» RECORDS PROVIDED:
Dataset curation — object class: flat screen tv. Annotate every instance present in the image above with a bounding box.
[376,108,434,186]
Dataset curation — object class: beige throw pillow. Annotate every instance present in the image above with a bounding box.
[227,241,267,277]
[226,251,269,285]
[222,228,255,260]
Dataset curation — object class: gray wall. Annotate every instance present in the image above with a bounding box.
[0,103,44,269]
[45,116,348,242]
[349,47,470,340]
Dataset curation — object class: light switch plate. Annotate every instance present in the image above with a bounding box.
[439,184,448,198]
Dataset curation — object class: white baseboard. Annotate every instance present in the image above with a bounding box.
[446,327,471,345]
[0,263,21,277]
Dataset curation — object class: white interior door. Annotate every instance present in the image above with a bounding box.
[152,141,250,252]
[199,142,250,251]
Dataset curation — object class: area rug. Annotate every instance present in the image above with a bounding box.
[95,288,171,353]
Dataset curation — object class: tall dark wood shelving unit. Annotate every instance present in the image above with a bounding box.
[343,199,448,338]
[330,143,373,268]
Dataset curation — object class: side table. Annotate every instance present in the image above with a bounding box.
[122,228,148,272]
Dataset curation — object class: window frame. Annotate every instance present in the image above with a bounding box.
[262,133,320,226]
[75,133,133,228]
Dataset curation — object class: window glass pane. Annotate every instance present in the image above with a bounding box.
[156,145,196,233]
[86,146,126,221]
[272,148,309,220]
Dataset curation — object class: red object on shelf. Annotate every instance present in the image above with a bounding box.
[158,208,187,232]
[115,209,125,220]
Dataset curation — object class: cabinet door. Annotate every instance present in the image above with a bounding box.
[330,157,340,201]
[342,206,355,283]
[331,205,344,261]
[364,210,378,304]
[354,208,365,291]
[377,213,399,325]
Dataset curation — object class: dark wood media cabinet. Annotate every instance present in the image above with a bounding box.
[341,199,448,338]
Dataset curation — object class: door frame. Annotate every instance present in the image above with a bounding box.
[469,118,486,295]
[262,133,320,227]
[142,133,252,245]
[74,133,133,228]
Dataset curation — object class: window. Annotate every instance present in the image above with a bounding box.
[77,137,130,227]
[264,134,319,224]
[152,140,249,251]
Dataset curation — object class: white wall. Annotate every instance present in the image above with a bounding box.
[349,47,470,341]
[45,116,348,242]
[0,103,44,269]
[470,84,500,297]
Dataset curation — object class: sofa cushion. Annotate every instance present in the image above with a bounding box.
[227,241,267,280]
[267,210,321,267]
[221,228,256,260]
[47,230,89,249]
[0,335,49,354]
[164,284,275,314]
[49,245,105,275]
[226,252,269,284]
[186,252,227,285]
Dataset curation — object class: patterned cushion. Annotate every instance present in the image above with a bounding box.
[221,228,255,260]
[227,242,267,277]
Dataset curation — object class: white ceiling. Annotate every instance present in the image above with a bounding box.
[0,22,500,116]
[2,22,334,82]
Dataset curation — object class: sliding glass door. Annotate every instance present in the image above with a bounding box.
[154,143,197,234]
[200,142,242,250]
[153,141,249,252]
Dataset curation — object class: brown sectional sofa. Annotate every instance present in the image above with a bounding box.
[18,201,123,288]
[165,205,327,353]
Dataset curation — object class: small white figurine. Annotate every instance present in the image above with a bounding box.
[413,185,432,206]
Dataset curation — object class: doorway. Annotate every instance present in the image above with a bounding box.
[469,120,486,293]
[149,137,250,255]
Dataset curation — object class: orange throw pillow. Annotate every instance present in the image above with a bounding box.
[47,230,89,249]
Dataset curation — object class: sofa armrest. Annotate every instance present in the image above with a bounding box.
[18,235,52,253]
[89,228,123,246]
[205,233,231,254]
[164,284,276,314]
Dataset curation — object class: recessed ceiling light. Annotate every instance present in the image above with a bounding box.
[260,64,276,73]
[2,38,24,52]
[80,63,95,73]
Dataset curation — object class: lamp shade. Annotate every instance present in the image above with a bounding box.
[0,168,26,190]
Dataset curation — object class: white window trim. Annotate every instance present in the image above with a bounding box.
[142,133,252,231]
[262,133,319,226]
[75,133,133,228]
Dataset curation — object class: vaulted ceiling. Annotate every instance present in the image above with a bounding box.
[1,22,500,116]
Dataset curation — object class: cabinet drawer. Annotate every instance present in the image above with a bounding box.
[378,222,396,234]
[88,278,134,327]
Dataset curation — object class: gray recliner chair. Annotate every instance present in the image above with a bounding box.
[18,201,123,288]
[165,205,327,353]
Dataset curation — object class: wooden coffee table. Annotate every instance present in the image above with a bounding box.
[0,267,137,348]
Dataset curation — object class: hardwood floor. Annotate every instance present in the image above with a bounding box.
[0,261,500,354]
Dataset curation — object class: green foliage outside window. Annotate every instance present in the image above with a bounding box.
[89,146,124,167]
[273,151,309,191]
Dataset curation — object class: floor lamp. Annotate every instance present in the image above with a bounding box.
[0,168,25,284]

» SHORT EXERCISE:
Print every one of the entries above again, word for word, without changing anything.

» RESPONSE FOR THIS EXERCISE:
Dataset curation — object class: flat screen tv. Annotate every instance present in the image above with a bounding box.
[376,108,434,186]
Dataset curation — object class: beige throw pillow. Annotate every instance present in the image above with a bounding box.
[227,241,267,277]
[226,251,269,285]
[222,228,255,260]
Dataset curation — object class: gray wall. Annotate every instance present in the image above with a bounding box.
[0,103,44,269]
[45,116,348,242]
[349,47,470,340]
Dataset curation — object class: light switch plate. Annotate every instance present in the image above with a bounding box.
[439,184,448,198]
Dataset curation — object class: white baseboard. Annotate every instance present in the image above with a bounding box.
[446,327,471,345]
[0,263,21,277]
Dataset curation — object class: white interior door. Annotate every instance present in the image above with a bounding box.
[152,141,250,252]
[199,142,250,251]
Dataset curation — object class: area rug. Annotate every instance present in the image above with a bounding box.
[95,288,171,353]
Dataset curation — object class: tall dark wood shelving unit. Annotate every instance present in the image above with a bounding box.
[343,199,448,338]
[330,143,373,268]
Dataset curation — object class: side table. Annotate every instance present in the image above with a bounding box.
[122,228,148,272]
Dataset curation — object class: window frame. Annotate every instance present in the image above with a bounding box.
[262,133,320,226]
[75,133,133,228]
Dataset curation — object class: window glass pane. Annotate every instance present in the image above with a bounding box.
[156,145,196,233]
[86,146,126,221]
[272,148,309,220]
Dataset curation — object class: red object on shelf. Annotate every instance present in the image above with a bounding box.
[158,208,187,232]
[115,209,125,220]
Dataset curation — object class: cabinet door. Annotate every instance present in the image above with a bounding box.
[330,157,340,201]
[342,206,355,283]
[331,205,344,261]
[364,210,378,304]
[354,208,365,291]
[377,213,399,325]
Dataset curation — object class: dark wood media cabinet. Annotate every instance present in the image above with a bounding box.
[341,199,448,338]
Dataset curation — object class: door frame. Annotate every instance present in the image above with a bounding box.
[469,118,486,295]
[262,133,320,227]
[142,133,252,245]
[74,133,133,228]
Dataset curation — object class: window. Annotate every instance present in the image above with a bounding box.
[77,137,130,227]
[264,134,319,224]
[152,140,249,251]
Dataset curation — object class: white wall. Annotate every instance present in the image above with a bounding box.
[349,47,470,341]
[45,116,348,242]
[0,103,44,269]
[470,84,500,297]
Dataset curation — object class: sofa cushion. Annotate every instance present in the image above with a bounding box.
[227,241,267,280]
[267,210,321,267]
[221,228,256,260]
[47,230,89,249]
[0,335,49,354]
[164,284,275,314]
[49,245,105,275]
[226,252,269,284]
[186,252,227,285]
Dataset curation — object class: patterned cushion. Annotate every instance present in the image above with a bounding box.
[221,228,255,260]
[227,242,267,277]
Dataset curation — object class: white ceiling. Annotate every instance present in the image above with a bounding box.
[0,22,500,116]
[2,22,334,82]
Dataset curation — object class: sliding glass door. Annotate every instance present in the image above with a bounding box.
[154,143,197,234]
[200,142,242,250]
[153,141,249,252]
Dataset curation — object class: brown sectional sofa. Annotate every instance present in the image above with a bounding box.
[18,201,123,288]
[165,205,327,353]
Dataset curation — object class: small white figurine. Annotate every instance present in the image above with a bounding box.
[413,185,432,206]
Dataset curation — object class: doorway. Annotate every instance present in the image above with a bounding box.
[469,120,486,293]
[149,137,250,255]
Dataset curation — object class: orange throw pillow. Annotate every instance present in the image above with a bounding box.
[47,230,89,249]
Dataset curation — object class: sofa armrest. Annotate every instance present in the image above with a bounding box.
[18,235,52,253]
[89,228,123,246]
[205,233,231,254]
[164,284,276,314]
Dataset curation — object class: recessed ceiling light. Annotate every instance present in the image above with a bounding box.
[260,64,276,73]
[2,38,24,52]
[80,63,95,73]
Dataset curation — object class: lamp shade. Annotate every instance present in the image above with a bounding box.
[0,168,26,190]
Dataset curation — object class: white window trim. Annotate every instance present in the image above with a bounding box.
[142,133,252,231]
[262,133,319,226]
[75,133,133,228]
Dataset curation — object class: vaulted ceiling. Annotate every instance present in the image above with a bounding box.
[1,22,500,116]
Dataset curation — object class: cabinet drawer. Annotate every instance present in the image above with a bounding box.
[378,222,396,234]
[88,278,134,327]
Dataset curation — object class: gray recliner chair. Annotate every instance present in the image above with a bounding box.
[18,201,123,288]
[165,205,327,353]
Dataset curation — object class: wooden coffee table. Annotate every instance present in the image above with a bounding box.
[0,267,137,348]
Dataset curation — object class: hardwood floor. Annotate every instance present in the image above with a bounding box.
[0,261,500,354]
Dataset curation — object class: green foliage outside window. Annotate every instance present in the image above with a bounding box.
[89,146,124,167]
[273,151,309,191]
Dataset curation — object class: floor lamp. Annotate every instance present in the image above with a bounding box.
[0,168,25,284]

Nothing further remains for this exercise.